═══ RECORDS ═══

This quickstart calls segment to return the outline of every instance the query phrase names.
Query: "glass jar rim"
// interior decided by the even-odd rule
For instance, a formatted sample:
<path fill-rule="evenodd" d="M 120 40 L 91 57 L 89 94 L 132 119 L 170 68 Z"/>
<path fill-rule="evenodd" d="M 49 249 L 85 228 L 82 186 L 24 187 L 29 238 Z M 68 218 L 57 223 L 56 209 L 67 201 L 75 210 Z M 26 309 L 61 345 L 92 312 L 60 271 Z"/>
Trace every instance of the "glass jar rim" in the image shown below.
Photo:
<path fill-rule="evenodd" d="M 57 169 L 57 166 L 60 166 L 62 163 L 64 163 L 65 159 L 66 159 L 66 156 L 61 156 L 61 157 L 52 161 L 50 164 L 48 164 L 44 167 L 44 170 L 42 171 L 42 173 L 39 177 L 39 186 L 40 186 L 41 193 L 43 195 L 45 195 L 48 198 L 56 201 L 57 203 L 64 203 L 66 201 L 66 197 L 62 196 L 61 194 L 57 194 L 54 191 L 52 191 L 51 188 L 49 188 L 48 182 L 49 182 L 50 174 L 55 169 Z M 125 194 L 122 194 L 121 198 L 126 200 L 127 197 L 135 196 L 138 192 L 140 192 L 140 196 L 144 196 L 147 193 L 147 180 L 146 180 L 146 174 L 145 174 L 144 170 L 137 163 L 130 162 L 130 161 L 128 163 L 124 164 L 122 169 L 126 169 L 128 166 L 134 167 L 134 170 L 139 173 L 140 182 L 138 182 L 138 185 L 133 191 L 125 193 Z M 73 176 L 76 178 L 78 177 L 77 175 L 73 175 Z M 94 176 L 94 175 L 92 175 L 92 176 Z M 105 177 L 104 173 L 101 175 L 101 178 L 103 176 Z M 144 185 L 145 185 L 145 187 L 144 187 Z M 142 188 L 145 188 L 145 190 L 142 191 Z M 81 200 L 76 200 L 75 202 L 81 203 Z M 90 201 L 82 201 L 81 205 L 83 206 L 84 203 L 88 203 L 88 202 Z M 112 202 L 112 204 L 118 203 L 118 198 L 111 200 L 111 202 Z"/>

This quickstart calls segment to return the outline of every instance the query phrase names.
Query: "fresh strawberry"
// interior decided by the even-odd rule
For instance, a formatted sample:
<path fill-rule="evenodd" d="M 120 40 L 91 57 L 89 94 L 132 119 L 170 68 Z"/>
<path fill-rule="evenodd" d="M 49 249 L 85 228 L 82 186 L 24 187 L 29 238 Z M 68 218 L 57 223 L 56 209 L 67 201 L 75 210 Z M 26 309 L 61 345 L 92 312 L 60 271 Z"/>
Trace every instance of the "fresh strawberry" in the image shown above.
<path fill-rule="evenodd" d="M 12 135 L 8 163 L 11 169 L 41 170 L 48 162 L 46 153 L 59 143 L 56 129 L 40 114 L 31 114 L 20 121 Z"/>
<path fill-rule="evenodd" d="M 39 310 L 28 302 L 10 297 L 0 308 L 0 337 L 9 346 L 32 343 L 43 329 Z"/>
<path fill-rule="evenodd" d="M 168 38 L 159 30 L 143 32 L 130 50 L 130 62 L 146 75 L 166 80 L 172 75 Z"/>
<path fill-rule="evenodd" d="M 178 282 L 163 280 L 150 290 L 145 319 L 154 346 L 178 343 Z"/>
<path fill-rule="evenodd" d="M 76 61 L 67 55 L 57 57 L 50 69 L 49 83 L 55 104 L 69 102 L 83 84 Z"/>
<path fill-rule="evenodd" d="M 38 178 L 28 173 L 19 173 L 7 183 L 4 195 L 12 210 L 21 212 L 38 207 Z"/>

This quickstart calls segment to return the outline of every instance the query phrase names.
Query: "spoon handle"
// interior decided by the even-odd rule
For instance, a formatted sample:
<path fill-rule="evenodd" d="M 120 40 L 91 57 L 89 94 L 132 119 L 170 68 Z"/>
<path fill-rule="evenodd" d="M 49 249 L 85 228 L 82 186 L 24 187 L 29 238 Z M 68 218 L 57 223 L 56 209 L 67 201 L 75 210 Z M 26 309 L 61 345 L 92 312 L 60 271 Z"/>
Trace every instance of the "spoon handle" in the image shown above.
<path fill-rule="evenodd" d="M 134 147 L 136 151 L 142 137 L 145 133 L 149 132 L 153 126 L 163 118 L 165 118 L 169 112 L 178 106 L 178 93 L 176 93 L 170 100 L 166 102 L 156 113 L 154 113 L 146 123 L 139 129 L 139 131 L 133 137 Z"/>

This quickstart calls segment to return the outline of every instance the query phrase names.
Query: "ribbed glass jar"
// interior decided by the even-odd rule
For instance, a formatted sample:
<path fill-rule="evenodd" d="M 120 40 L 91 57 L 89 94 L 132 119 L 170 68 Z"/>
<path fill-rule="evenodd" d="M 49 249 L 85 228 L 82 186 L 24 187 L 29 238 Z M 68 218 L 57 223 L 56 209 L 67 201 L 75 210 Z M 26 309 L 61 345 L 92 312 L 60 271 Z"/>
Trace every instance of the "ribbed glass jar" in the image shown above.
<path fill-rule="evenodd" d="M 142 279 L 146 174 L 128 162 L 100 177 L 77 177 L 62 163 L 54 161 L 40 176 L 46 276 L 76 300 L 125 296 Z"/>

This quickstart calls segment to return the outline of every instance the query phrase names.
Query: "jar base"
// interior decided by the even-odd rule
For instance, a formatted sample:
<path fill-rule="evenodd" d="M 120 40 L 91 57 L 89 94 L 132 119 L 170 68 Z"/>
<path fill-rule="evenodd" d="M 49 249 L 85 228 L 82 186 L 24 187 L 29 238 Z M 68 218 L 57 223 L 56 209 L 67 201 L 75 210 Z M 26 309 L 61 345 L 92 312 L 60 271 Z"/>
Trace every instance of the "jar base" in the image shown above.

═══

TASK DETAILS:
Retype all the records, matching them exactly.

EXERCISE RESULT:
This quickstart calls segment to return the outline of every instance the query phrase names.
Query: "glass jar rim"
// interior decided by the even-odd rule
For instance, a formatted sample:
<path fill-rule="evenodd" d="M 120 40 L 91 57 L 89 94 L 132 119 L 170 68 Z"/>
<path fill-rule="evenodd" d="M 49 249 L 85 228 L 82 186 L 24 187 L 29 238 Z M 68 218 L 57 223 L 56 209 L 67 201 L 75 210 Z M 26 309 L 61 345 L 92 312 L 60 271 Z"/>
Trace every instance of the "glass jar rim" in the image shown below.
Photo:
<path fill-rule="evenodd" d="M 57 169 L 57 166 L 60 166 L 62 163 L 64 163 L 65 159 L 66 159 L 66 156 L 61 156 L 61 157 L 52 161 L 50 164 L 48 164 L 44 167 L 44 170 L 42 171 L 42 173 L 39 177 L 39 186 L 40 186 L 41 193 L 43 195 L 45 195 L 48 198 L 56 201 L 57 203 L 64 203 L 66 201 L 66 197 L 62 196 L 61 194 L 57 194 L 54 191 L 52 191 L 51 188 L 49 188 L 48 182 L 49 182 L 50 174 L 55 169 Z M 125 194 L 122 194 L 121 198 L 126 200 L 127 197 L 135 196 L 138 192 L 140 192 L 140 196 L 144 196 L 147 193 L 147 180 L 146 180 L 146 174 L 145 174 L 144 170 L 137 163 L 130 162 L 130 161 L 128 163 L 124 164 L 122 169 L 126 169 L 128 166 L 134 167 L 134 170 L 139 173 L 140 182 L 138 182 L 138 185 L 133 191 L 125 193 Z M 73 176 L 76 178 L 78 177 L 77 175 L 73 175 Z M 94 176 L 94 175 L 92 175 L 92 176 Z M 105 177 L 104 173 L 101 175 L 101 178 L 103 176 Z M 144 185 L 145 185 L 145 187 L 144 187 Z M 142 188 L 145 188 L 145 190 L 142 191 Z M 81 200 L 76 200 L 75 202 L 81 203 Z M 90 201 L 82 201 L 81 205 L 83 206 L 84 203 L 88 203 L 88 202 Z M 112 202 L 112 204 L 118 203 L 118 198 L 111 200 L 111 202 Z"/>

This quickstart calls segment to return the outline of every instance the query phrase names.
Query: "fresh strawberry"
// interior decided by the even-odd rule
For instance, a formatted sample:
<path fill-rule="evenodd" d="M 120 40 L 91 57 L 89 94 L 132 119 L 170 68 Z"/>
<path fill-rule="evenodd" d="M 49 249 L 85 228 L 82 186 L 24 187 L 29 238 Z M 68 218 L 57 223 L 56 209 L 67 201 L 75 210 Z M 26 309 L 61 345 L 92 312 L 60 271 Z"/>
Trace every instance of the "fresh strawberry" in the image shown above.
<path fill-rule="evenodd" d="M 12 135 L 8 163 L 11 169 L 41 170 L 48 162 L 46 153 L 59 143 L 56 129 L 40 114 L 31 114 L 20 121 Z"/>
<path fill-rule="evenodd" d="M 39 310 L 28 302 L 10 297 L 0 308 L 0 337 L 9 346 L 32 343 L 43 329 Z"/>
<path fill-rule="evenodd" d="M 168 38 L 159 30 L 143 32 L 130 50 L 130 62 L 146 75 L 166 80 L 172 75 Z"/>
<path fill-rule="evenodd" d="M 178 282 L 163 280 L 150 290 L 145 319 L 154 346 L 178 343 Z"/>
<path fill-rule="evenodd" d="M 76 61 L 67 55 L 57 57 L 50 69 L 49 83 L 55 104 L 69 102 L 83 84 Z"/>
<path fill-rule="evenodd" d="M 38 178 L 28 173 L 19 173 L 7 183 L 4 195 L 12 210 L 21 212 L 38 207 Z"/>

This quickstart calls segment to return the outline of every instance the query phrase names.
Query: "spoon handle"
// interior decided by the even-odd rule
For instance, a formatted sample:
<path fill-rule="evenodd" d="M 120 40 L 91 57 L 89 94 L 132 119 L 170 68 Z"/>
<path fill-rule="evenodd" d="M 49 249 L 85 228 L 82 186 L 24 187 L 29 238 Z M 68 218 L 57 223 L 56 209 L 67 201 L 75 210 Z M 26 309 L 61 345 L 92 312 L 60 271 Z"/>
Trace every instance of the "spoon handle" in the image shown above.
<path fill-rule="evenodd" d="M 134 147 L 136 151 L 142 137 L 145 133 L 149 132 L 153 126 L 163 118 L 165 118 L 169 112 L 178 106 L 178 93 L 176 93 L 170 100 L 166 102 L 156 113 L 154 113 L 146 123 L 139 129 L 139 131 L 133 137 Z"/>

This quickstart calls segment to return the outline of every instance the query phrase names.
Query: "ribbed glass jar"
// interior decided by the even-odd rule
For instance, a formatted sample:
<path fill-rule="evenodd" d="M 120 40 L 91 57 L 89 94 L 132 119 L 170 68 Z"/>
<path fill-rule="evenodd" d="M 49 249 L 85 228 L 82 186 L 24 187 L 29 238 Z M 68 218 L 57 223 L 56 209 L 67 201 L 75 210 Z M 26 309 L 61 345 L 92 312 L 60 271 Z"/>
Trace every instance of the "ribbed glass jar" in the image shown above.
<path fill-rule="evenodd" d="M 142 279 L 146 174 L 128 162 L 100 177 L 77 177 L 62 163 L 54 161 L 40 176 L 46 276 L 76 300 L 125 296 Z"/>

This quickstart calls segment to return the outline of every instance the query phrase names.
Query: "jar base"
// interior decided by the even-odd rule
For instance, a formatted sample:
<path fill-rule="evenodd" d="M 120 40 L 91 57 L 89 94 L 132 119 L 170 68 Z"/>
<path fill-rule="evenodd" d="M 49 249 L 85 228 L 82 186 L 24 187 L 29 238 Z M 68 218 L 57 223 L 56 209 L 67 201 L 75 210 Z M 26 309 L 61 345 L 92 312 L 60 271 Z"/>
Trace every instance of the "jar base" in the image shown above.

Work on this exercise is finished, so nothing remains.